→ **Instruction**:
Drop the pictures, then extract the listing word for word.

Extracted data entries

%%

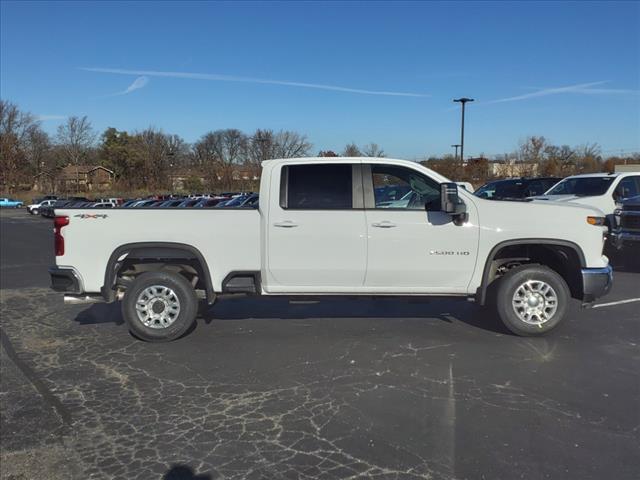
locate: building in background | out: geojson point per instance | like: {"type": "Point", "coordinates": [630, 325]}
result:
{"type": "Point", "coordinates": [84, 178]}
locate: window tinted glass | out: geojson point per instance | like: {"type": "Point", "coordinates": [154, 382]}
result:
{"type": "Point", "coordinates": [536, 187]}
{"type": "Point", "coordinates": [510, 189]}
{"type": "Point", "coordinates": [628, 187]}
{"type": "Point", "coordinates": [398, 187]}
{"type": "Point", "coordinates": [319, 187]}
{"type": "Point", "coordinates": [487, 190]}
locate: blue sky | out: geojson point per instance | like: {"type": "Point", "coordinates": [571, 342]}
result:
{"type": "Point", "coordinates": [568, 71]}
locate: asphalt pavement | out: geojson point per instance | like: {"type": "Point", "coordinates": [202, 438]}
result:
{"type": "Point", "coordinates": [265, 388]}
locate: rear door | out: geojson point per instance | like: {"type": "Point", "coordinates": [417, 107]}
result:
{"type": "Point", "coordinates": [316, 233]}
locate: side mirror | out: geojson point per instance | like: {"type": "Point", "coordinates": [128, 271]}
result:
{"type": "Point", "coordinates": [451, 203]}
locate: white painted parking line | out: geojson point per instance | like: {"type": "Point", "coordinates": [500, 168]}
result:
{"type": "Point", "coordinates": [620, 302]}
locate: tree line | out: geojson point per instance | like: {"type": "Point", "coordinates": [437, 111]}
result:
{"type": "Point", "coordinates": [534, 157]}
{"type": "Point", "coordinates": [146, 160]}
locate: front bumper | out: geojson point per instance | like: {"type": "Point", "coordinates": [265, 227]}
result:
{"type": "Point", "coordinates": [65, 280]}
{"type": "Point", "coordinates": [596, 282]}
{"type": "Point", "coordinates": [621, 239]}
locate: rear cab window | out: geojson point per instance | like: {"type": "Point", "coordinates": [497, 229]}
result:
{"type": "Point", "coordinates": [321, 186]}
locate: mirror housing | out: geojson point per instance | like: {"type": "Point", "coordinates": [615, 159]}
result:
{"type": "Point", "coordinates": [451, 203]}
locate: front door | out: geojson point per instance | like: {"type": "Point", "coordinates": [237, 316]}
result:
{"type": "Point", "coordinates": [316, 229]}
{"type": "Point", "coordinates": [413, 249]}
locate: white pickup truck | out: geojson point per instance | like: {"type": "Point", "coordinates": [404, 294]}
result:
{"type": "Point", "coordinates": [324, 226]}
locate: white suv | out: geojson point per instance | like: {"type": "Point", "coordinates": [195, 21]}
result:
{"type": "Point", "coordinates": [598, 190]}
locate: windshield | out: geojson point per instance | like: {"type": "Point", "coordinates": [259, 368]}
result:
{"type": "Point", "coordinates": [582, 186]}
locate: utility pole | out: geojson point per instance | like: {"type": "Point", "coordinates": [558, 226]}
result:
{"type": "Point", "coordinates": [463, 101]}
{"type": "Point", "coordinates": [456, 146]}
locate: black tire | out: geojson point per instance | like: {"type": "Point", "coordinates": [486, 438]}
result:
{"type": "Point", "coordinates": [511, 283]}
{"type": "Point", "coordinates": [180, 324]}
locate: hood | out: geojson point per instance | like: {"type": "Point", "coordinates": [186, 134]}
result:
{"type": "Point", "coordinates": [557, 198]}
{"type": "Point", "coordinates": [632, 203]}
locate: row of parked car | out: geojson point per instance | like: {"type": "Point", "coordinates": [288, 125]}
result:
{"type": "Point", "coordinates": [46, 206]}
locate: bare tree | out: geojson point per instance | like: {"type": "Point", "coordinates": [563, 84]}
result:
{"type": "Point", "coordinates": [151, 154]}
{"type": "Point", "coordinates": [17, 130]}
{"type": "Point", "coordinates": [76, 137]}
{"type": "Point", "coordinates": [218, 152]}
{"type": "Point", "coordinates": [261, 146]}
{"type": "Point", "coordinates": [372, 150]}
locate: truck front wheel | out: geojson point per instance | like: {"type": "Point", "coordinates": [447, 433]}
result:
{"type": "Point", "coordinates": [159, 306]}
{"type": "Point", "coordinates": [532, 300]}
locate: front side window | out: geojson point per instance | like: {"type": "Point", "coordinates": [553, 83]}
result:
{"type": "Point", "coordinates": [404, 188]}
{"type": "Point", "coordinates": [628, 187]}
{"type": "Point", "coordinates": [318, 187]}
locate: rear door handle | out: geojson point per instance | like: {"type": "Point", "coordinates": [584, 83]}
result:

%%

→ **Response**:
locate: building in background | out: geojson point per instance | like: {"type": "Point", "coordinates": [630, 325]}
result:
{"type": "Point", "coordinates": [84, 178]}
locate: window tinted glass | out: geojson point per instance | like: {"type": "Point", "coordinates": [154, 382]}
result:
{"type": "Point", "coordinates": [536, 187]}
{"type": "Point", "coordinates": [510, 189]}
{"type": "Point", "coordinates": [628, 187]}
{"type": "Point", "coordinates": [398, 187]}
{"type": "Point", "coordinates": [319, 187]}
{"type": "Point", "coordinates": [487, 190]}
locate: blue sky | out: geojson point per instance | like: {"type": "Point", "coordinates": [571, 342]}
result:
{"type": "Point", "coordinates": [568, 71]}
locate: asphalt pavement | out: geojson point per instance | like: {"type": "Point", "coordinates": [202, 438]}
result:
{"type": "Point", "coordinates": [265, 388]}
locate: rear door | out: geojson point per instance | like: {"type": "Point", "coordinates": [417, 107]}
result:
{"type": "Point", "coordinates": [316, 233]}
locate: side mirror | out: geojson point per instance | like: {"type": "Point", "coordinates": [128, 271]}
result:
{"type": "Point", "coordinates": [451, 203]}
locate: white painted parking line | out: geojson point per instance | like: {"type": "Point", "coordinates": [500, 168]}
result:
{"type": "Point", "coordinates": [620, 302]}
locate: tree line | out: geojson point per instance | like: {"type": "Point", "coordinates": [437, 111]}
result:
{"type": "Point", "coordinates": [534, 157]}
{"type": "Point", "coordinates": [146, 160]}
locate: front bumper | out: geojson point per instance | like: {"type": "Point", "coordinates": [265, 227]}
result:
{"type": "Point", "coordinates": [65, 280]}
{"type": "Point", "coordinates": [596, 282]}
{"type": "Point", "coordinates": [621, 239]}
locate: rear cab window | out: geojson point per instance | like: {"type": "Point", "coordinates": [497, 229]}
result:
{"type": "Point", "coordinates": [321, 186]}
locate: mirror housing | out: geojson point per instance | like: {"type": "Point", "coordinates": [615, 159]}
result:
{"type": "Point", "coordinates": [451, 203]}
locate: front door | out: geojson point per instance | like: {"type": "Point", "coordinates": [237, 316]}
result:
{"type": "Point", "coordinates": [316, 229]}
{"type": "Point", "coordinates": [413, 249]}
locate: white pickup truck | out: geojson point per instance | like: {"type": "Point", "coordinates": [404, 294]}
result:
{"type": "Point", "coordinates": [324, 226]}
locate: white suv | out: geojson point per instance | like: {"type": "Point", "coordinates": [195, 21]}
result:
{"type": "Point", "coordinates": [598, 190]}
locate: windshield | out: geojson point per instance | like: {"type": "Point", "coordinates": [259, 368]}
result:
{"type": "Point", "coordinates": [582, 186]}
locate: utility pole | out: geojson point per instance | like: {"type": "Point", "coordinates": [558, 226]}
result:
{"type": "Point", "coordinates": [463, 101]}
{"type": "Point", "coordinates": [456, 146]}
locate: black tire | out: geojson point per instance | like: {"type": "Point", "coordinates": [486, 438]}
result:
{"type": "Point", "coordinates": [511, 283]}
{"type": "Point", "coordinates": [180, 324]}
locate: hood | out: geojson point per instance | like: {"type": "Point", "coordinates": [186, 134]}
result:
{"type": "Point", "coordinates": [557, 198]}
{"type": "Point", "coordinates": [632, 203]}
locate: row of parked car | out: geojson point per instance | like: {"type": "Point", "coordinates": [288, 125]}
result:
{"type": "Point", "coordinates": [46, 206]}
locate: bare tree | out: geojson point per instance | like: {"type": "Point", "coordinates": [563, 84]}
result:
{"type": "Point", "coordinates": [151, 154]}
{"type": "Point", "coordinates": [17, 130]}
{"type": "Point", "coordinates": [76, 137]}
{"type": "Point", "coordinates": [218, 152]}
{"type": "Point", "coordinates": [261, 146]}
{"type": "Point", "coordinates": [372, 150]}
locate: truck front wheel | out: geojson point per instance | like: {"type": "Point", "coordinates": [447, 433]}
result:
{"type": "Point", "coordinates": [159, 306]}
{"type": "Point", "coordinates": [532, 300]}
locate: front side window | out: geojson point per instance | like: {"type": "Point", "coordinates": [553, 83]}
result:
{"type": "Point", "coordinates": [404, 188]}
{"type": "Point", "coordinates": [628, 187]}
{"type": "Point", "coordinates": [318, 187]}
locate: rear door handle | out: geojson point per instance | like: {"type": "Point", "coordinates": [584, 83]}
result:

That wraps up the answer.